(What the task requires)
Below are entries; count the lines containing the string "wall". The answer is that number alone.

- - - - -

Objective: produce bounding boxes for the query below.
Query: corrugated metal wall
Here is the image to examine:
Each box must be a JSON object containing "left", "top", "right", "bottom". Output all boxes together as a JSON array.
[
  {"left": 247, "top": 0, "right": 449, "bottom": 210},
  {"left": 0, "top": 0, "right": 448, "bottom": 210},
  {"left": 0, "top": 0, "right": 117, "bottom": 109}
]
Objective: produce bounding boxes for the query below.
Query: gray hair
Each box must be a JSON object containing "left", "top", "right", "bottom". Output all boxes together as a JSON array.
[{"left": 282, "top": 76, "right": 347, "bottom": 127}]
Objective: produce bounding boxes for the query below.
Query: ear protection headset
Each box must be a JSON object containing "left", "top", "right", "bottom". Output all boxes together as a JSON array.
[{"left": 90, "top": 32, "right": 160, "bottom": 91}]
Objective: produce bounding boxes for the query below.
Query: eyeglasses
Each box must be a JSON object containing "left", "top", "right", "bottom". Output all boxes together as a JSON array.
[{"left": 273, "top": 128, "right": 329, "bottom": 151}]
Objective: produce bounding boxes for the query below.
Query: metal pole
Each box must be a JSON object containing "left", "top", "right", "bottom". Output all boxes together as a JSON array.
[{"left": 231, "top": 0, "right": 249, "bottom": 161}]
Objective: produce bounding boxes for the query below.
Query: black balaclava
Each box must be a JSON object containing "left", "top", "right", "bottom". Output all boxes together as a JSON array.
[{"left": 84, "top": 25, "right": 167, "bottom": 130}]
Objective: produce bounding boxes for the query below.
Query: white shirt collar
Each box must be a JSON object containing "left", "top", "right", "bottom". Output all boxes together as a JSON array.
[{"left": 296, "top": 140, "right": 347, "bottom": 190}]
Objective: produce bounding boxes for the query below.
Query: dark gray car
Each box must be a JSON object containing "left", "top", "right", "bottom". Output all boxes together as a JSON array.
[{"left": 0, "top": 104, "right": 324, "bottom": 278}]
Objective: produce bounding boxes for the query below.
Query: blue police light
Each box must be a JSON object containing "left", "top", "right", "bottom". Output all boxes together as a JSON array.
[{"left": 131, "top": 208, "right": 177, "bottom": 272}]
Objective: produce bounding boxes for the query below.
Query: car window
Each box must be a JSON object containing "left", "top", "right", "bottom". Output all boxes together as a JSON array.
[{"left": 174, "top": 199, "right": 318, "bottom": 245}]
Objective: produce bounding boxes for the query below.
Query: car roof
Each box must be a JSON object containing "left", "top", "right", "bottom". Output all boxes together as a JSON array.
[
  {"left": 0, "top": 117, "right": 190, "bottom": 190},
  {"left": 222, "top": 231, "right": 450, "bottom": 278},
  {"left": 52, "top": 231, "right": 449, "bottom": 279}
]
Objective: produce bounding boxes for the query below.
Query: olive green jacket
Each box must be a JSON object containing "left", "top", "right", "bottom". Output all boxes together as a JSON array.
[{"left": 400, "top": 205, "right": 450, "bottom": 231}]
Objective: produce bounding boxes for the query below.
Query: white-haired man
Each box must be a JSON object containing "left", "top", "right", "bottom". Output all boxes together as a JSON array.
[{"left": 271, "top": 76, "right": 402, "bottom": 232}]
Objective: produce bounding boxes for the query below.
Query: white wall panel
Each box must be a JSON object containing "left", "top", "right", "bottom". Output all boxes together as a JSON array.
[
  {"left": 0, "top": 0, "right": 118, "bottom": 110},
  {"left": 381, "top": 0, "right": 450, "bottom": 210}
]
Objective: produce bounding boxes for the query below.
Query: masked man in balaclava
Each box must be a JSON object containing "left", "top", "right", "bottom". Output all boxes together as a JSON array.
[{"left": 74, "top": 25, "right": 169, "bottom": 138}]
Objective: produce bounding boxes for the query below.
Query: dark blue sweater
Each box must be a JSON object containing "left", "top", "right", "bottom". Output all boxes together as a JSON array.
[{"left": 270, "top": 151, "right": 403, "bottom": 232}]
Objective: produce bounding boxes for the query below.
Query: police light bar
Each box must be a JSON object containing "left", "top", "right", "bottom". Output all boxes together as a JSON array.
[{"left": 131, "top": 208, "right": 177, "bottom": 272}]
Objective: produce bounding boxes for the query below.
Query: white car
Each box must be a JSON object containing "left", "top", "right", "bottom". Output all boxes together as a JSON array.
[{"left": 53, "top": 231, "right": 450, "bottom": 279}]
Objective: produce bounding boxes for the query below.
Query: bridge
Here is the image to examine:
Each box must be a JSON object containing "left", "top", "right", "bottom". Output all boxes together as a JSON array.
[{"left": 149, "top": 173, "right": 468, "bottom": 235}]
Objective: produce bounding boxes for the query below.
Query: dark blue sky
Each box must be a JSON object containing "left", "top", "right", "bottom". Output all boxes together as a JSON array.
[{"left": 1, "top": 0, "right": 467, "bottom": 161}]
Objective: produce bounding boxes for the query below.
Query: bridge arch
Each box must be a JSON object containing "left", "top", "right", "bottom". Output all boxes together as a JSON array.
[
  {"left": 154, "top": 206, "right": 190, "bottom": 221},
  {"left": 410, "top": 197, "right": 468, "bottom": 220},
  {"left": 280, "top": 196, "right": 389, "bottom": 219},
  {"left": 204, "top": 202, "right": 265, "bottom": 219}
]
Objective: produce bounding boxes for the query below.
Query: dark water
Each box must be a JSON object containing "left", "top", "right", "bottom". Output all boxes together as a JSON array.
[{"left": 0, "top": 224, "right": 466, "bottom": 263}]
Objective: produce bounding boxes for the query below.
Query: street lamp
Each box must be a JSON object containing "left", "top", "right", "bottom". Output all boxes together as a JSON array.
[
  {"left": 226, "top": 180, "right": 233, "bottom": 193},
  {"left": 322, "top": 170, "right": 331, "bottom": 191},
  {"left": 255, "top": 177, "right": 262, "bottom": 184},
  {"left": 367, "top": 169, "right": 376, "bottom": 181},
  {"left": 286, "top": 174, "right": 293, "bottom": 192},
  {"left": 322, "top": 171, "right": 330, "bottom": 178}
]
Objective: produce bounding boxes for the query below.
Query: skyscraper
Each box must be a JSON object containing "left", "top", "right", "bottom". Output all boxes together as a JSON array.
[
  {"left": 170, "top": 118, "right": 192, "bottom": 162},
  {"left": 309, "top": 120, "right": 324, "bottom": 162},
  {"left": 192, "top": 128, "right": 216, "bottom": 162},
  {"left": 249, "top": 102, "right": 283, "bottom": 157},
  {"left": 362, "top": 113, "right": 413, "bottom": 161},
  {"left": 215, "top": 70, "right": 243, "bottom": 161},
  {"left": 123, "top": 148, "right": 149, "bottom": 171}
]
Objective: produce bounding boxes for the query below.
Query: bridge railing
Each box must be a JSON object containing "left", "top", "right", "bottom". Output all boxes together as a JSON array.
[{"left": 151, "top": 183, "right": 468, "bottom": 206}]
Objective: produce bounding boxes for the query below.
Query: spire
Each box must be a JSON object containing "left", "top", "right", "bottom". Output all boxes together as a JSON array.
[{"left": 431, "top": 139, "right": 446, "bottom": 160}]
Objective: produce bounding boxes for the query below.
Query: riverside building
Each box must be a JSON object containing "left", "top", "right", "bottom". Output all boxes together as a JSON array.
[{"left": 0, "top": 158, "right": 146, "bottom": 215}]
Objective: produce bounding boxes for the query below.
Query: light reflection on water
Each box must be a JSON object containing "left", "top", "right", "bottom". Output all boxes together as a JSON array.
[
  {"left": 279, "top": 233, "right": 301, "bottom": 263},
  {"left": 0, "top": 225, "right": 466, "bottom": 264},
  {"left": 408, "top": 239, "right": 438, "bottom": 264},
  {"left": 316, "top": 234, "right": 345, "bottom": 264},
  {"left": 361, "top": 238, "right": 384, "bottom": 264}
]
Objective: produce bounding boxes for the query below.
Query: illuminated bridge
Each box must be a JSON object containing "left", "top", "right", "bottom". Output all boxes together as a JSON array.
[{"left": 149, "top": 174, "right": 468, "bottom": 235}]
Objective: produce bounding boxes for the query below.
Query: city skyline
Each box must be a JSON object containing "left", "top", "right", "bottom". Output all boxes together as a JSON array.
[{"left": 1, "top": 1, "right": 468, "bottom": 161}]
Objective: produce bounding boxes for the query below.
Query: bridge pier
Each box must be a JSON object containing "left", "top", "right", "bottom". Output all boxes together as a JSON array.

- - - - -

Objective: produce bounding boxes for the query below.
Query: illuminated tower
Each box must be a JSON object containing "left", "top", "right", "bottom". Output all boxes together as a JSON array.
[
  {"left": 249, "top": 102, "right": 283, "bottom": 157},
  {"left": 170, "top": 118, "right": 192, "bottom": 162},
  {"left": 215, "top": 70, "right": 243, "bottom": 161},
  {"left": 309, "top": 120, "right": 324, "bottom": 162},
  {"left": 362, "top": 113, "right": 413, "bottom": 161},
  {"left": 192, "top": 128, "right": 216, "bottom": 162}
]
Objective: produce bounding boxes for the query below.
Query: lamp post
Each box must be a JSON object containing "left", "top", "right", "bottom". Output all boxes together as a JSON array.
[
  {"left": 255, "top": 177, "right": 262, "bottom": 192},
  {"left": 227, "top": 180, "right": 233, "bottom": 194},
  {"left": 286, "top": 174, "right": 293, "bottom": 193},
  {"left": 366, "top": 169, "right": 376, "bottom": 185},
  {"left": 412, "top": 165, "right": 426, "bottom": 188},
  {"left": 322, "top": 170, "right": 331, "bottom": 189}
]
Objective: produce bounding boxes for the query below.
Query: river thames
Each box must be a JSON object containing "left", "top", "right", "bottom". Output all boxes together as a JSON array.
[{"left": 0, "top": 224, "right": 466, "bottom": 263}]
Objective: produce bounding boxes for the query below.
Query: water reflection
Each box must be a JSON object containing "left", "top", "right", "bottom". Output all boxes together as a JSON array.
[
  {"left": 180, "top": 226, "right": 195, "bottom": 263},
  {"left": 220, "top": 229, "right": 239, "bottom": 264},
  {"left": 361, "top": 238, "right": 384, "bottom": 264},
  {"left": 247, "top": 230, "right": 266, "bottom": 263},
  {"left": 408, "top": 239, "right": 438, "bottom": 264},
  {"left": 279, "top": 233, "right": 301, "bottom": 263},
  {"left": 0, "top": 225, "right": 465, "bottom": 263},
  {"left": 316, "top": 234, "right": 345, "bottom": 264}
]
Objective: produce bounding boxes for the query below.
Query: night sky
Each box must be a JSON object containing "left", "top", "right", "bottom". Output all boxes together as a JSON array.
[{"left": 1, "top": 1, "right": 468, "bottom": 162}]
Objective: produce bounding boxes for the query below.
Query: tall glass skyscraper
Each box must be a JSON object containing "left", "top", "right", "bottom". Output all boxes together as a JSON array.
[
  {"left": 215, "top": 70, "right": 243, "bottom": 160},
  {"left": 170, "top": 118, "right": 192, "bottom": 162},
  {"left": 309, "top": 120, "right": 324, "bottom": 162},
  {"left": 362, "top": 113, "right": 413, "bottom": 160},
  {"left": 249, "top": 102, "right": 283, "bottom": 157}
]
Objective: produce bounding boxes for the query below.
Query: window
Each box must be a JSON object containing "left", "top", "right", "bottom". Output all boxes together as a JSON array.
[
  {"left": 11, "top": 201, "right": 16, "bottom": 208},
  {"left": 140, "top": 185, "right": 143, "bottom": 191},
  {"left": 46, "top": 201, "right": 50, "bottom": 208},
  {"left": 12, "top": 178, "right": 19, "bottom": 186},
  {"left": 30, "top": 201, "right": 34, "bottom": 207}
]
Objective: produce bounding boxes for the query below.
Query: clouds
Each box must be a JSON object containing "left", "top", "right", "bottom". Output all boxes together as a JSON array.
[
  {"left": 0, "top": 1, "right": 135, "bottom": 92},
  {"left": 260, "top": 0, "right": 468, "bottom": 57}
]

- - - - -

(Result of this exercise)
2